_Fragmenten uit rijen_:
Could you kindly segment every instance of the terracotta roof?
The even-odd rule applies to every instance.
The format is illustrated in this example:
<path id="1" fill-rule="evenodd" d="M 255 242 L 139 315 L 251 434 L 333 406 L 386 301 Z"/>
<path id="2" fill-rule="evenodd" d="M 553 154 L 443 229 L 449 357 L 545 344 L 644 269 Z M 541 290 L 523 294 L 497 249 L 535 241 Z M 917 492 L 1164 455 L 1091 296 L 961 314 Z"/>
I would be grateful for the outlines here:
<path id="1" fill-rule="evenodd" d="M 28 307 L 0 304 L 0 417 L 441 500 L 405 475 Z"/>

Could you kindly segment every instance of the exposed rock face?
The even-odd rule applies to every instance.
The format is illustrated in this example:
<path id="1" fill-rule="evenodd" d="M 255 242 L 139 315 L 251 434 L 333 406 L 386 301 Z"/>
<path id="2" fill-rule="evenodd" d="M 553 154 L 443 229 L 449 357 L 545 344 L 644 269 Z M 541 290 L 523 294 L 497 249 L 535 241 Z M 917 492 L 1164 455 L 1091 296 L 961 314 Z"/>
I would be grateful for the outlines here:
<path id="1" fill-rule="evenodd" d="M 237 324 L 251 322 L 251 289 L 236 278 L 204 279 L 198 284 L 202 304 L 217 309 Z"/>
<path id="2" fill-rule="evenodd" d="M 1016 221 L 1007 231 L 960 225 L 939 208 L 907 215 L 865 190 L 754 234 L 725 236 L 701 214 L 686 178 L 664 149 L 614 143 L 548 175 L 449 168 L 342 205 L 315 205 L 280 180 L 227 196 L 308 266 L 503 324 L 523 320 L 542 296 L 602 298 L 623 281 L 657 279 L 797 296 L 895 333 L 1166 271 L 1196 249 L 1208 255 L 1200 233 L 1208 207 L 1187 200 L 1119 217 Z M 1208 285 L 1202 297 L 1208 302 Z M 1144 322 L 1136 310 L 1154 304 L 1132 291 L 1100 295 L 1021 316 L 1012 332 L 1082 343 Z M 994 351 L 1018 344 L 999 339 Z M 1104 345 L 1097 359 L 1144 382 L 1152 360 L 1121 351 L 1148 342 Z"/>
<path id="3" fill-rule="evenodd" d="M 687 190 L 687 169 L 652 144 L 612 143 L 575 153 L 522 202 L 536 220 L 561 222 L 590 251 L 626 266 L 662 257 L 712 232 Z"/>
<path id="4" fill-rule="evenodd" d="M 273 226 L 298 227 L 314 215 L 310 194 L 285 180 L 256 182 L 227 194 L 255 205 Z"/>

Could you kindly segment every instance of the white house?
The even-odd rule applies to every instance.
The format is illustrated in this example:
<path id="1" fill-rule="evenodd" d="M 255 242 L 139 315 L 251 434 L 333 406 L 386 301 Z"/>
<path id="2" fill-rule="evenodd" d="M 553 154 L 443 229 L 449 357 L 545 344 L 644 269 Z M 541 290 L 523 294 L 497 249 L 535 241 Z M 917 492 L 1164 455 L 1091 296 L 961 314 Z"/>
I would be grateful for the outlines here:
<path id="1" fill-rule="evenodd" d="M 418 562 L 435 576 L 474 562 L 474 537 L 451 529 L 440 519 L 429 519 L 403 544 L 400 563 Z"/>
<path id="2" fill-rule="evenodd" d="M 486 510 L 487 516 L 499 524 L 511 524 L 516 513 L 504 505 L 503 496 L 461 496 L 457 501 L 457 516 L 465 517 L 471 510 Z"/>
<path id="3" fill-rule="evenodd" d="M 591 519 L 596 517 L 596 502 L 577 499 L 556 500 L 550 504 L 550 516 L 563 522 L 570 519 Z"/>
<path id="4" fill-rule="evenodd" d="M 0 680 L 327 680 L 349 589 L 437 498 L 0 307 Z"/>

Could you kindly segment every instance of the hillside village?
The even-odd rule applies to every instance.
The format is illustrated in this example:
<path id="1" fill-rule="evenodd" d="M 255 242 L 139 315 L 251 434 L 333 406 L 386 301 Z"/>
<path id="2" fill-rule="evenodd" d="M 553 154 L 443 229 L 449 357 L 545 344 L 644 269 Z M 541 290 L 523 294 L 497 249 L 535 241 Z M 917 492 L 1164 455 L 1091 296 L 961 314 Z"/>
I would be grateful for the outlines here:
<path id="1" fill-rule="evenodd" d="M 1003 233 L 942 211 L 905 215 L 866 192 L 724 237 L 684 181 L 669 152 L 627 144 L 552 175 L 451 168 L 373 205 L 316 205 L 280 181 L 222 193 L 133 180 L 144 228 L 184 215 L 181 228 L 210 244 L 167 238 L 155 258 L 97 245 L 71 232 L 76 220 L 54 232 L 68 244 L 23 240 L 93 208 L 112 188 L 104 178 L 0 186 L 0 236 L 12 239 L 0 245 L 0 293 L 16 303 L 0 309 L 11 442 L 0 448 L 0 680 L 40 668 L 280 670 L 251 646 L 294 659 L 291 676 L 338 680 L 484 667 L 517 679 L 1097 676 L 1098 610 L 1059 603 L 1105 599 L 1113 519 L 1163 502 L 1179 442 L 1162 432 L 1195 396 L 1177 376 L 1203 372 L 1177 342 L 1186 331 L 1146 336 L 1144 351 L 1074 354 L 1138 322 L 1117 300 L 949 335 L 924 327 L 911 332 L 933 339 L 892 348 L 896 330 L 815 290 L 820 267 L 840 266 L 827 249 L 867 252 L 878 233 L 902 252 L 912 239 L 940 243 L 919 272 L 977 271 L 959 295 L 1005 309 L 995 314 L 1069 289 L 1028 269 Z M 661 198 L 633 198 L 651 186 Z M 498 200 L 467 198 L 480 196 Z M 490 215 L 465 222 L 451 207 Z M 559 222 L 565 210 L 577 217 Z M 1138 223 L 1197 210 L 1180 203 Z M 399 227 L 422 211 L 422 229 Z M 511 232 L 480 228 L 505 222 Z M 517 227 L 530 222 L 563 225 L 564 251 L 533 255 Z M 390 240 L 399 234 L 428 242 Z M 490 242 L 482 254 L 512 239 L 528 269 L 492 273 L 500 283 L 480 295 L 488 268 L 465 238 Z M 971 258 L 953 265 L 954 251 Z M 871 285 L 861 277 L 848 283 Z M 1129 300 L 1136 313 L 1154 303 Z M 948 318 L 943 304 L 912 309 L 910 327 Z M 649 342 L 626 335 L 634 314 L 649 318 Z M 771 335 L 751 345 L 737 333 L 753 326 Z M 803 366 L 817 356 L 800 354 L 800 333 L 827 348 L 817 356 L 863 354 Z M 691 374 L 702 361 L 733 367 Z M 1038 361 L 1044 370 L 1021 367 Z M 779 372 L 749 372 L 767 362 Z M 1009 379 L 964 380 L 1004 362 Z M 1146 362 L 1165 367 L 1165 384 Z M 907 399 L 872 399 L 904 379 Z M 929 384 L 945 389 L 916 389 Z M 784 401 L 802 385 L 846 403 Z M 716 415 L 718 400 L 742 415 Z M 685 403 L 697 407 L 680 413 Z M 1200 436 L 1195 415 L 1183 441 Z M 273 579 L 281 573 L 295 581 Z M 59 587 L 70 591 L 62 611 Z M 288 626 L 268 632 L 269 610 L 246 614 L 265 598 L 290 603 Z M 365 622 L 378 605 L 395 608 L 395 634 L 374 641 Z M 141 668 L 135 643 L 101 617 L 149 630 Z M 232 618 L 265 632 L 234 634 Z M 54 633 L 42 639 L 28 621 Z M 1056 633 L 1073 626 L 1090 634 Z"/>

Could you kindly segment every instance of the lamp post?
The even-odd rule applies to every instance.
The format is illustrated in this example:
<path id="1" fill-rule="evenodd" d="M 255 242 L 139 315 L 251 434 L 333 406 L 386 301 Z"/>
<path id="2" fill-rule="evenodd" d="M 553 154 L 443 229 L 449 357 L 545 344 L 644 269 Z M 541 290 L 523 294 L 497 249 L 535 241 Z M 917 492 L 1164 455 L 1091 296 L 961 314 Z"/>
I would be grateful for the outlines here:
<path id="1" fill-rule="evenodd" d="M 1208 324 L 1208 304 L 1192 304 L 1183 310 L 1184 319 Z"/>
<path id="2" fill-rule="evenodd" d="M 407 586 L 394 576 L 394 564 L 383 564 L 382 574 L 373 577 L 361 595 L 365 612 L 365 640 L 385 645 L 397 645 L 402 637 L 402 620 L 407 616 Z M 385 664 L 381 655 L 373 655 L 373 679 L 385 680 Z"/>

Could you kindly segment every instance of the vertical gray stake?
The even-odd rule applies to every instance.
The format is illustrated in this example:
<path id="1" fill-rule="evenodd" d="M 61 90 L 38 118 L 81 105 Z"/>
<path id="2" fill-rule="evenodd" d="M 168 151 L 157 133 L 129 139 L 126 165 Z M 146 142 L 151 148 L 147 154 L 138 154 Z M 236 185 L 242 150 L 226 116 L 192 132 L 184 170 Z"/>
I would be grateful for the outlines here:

_Opdracht_:
Citeer woordelijk de regels tussen de regel met "Could you kindly segment every instance of the exposed" en de regel met "237 324 L 251", beide inbegrepen.

_Antwoord_:
Could you kindly segment every instance of the exposed rock face?
The even-odd rule applies to every instance.
The format is illustrated in this example:
<path id="1" fill-rule="evenodd" d="M 255 242 L 139 315 L 251 434 L 333 406 L 386 301 Z"/>
<path id="2" fill-rule="evenodd" d="M 553 154 L 443 229 L 449 357 L 545 344 L 644 269 Z M 541 290 L 523 294 L 497 249 L 535 241 Z M 917 492 L 1164 455 L 1091 296 L 961 314 Z"/>
I would be grateful for the outlines here:
<path id="1" fill-rule="evenodd" d="M 237 324 L 251 322 L 251 289 L 236 278 L 204 279 L 198 284 L 202 304 L 217 309 Z"/>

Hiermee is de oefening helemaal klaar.